_Source document_:
········
Boys will be boys

Boys will be boys


By Michael Pickard
September 12, 2022

The Director’s Chair

Rising Danish director Jonas Risvig speaks to DQ about steering his biggest project to date, Viaplay drama Drenge (Boys), and how he drew on his own life for this story about a group of friends finding their way in life.

The rise of Danish director Jonas Risvig has been nothing less than meteoric. That much was made clear when Viaplay announced last year it had commissioned a six-part series called Drenge (Boys), with 27-year-old Risvig at the helm.

The series made its debut on the Nordic streamer nine months later, and Risvig, now 28, is reflecting on making a show that has brought together adults and the younger viewers who have traditionally tuned into his YouTube shows and music and skating videos.

“Mostly I do series for a young audience, aged 15 to 24, but this time teenagers are watching the series with their parents and that has been really overwhelming,” he tells DQ. “The reaction has been great so far.”

Jonas Risvig

That the show – about a group of young boys exploring their identities without the leadership of male role models – has attracted such a cross-section of viewers has come as a surprise to the director, who says he was initially apprehensive about creating a crime series that features no police officers or traditional investigation procedure.

Instead, “it’s mostly set in an arena with young people and most of the time they’re drunk,” he says. “So it has been a challenge I’ve been afraid of because of the fact we have taken out most of the adults from the story and just focused on all the young people.”

Making his first series for a streaming platform, Risvig also had to contend with the expectations that come with a bigger budget and a potential audience of millions across Scandinavia and elsewhere in Europe.

“I really had to meet new standards for what a scene should look like and how we should develop the production,” he adds. “Now you have a lot of money to do stuff, but that doesn’t mean the story works all the time. It was a big challenge for me but we came a long way with it.”

Boys delves into the dark world of a boys’ choir in Silkeborg, Denmark. On the surface, the boys are characterised by the purity of their singing voices in church, but when the bell ringing stops, they explore forbidden urges within their unbreakable union based on alcohol, sex and borderline wildness. When one of the boys, Lasse, dies in a suspicious drowning incident and a new boy, Robin, enters the group, their loyalty and togetherness are put to the test.

Though his death is dismissed as an accident, Lasse’s girlfriend Leonora (Karoline Hamm) begins to suspect his friends are hiding the truth – especially the group’s leader, Nikolaj (Viktor Hjelmsø). Meanwhile, Robin (Sylvester Byder) has returned to his childhood home after the death of his abusive father and comforts old friend Karolina in her grief, while promising to find out what really happened.

Launching on Viaplay last month, Boys is loosely based on Risvig’s own upbringing in Silkeborg, where he also experienced the contrast of going out with his friends before joining them in the local church choir.

At the same time, Risvig dreamed of directing movies and series, inspired by filmmakers such as Steven Spielberg. And although he later decided a place at Denmark’s national film school wasn’t for him, he never gave up on his dream, with his girlfriend encouraging him to take a different path.
········
_Short exercise 1_: In the article on Jonas Risvig, list every actor named along with the character each one plays.
_Short exercise 2_:
Answer these from the article on Jonas Risvig:
(a) What age range does Risvig usually make series for?
(b) In which Danish town is the boys' choir in the series set?
(c) Which filmmaker is named as inspiring Risvig's dream of directing?
_Short exercise 3_: Extend the article on Jonas Risvig, picking up right after its final sentence.
The material that follows has nothing to do with the article on Jonas Risvig.

_Information shown_:
········
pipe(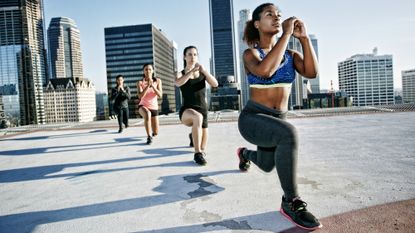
········
_Reply 1_:
Karoline Hamm plays Leonora.
Viktor Hjelmsø plays Nikolaj.
Sylvester Byder plays Robin.

_Reply 2_:
(a) 15 to 24
(b) Silkeborg
(c) Steven Spielberg

_Reply 3_:
Boys is loosely based on Risvig’s upbringing in Silkeborg, where the show is set

“I started Googling and I found out most of my favourite directors never went to school, so if they could do it, I could have a chance with hard work and passion too,” he says. “Then I changed my focus drastically. I kept doing music videos, skate videos and commercials until I suddenly had a crew I could call, and then we did some small series for YouTube. When the big platforms saw we had an engagement with an audience that they couldn’t get, we started developing projects.”

Produced by Reinvent Studios, Boys is not only Risvig’s biggest series to date, it’s also the one he’s been working on the longest. He first started writing it when he was 18, throwing out numerous drafts until he partnered with series writers Mikkel Sørensen and Lars Bang.

“We spent a lot of time just talking about what it’s like to be a boy and a man, to be a father,” Risvig says. “We narrowed it down to always focus on the group of boys and what they would be doing. Every time we didn’t know where to go, we would ask ourselves what we would do right now in the story.

“They wrote it all. I was a part of the room developing the ideas, but over the past few years developing the script, I have written the script several times by myself and thrown it away. They came into the project and we started again and then it all began to make sense.”

In a post #MeToo landscape, Risvig’s interest in creating the coming-of-age story stems from his observations of how boys have had to learn what their fathers’ generation have done wrong and are now afraid of repeating those mistakes.

The story centres on a group of friends who sing in a choir together

“I wanted to do a series that focused on why it’s so difficult to grow from boy to man,” he says. “There are a lot of fights, a lot of emotional walls you have to go through – with your father, becoming who you are, finding love and discovering your sexuality. That was the primary focus.”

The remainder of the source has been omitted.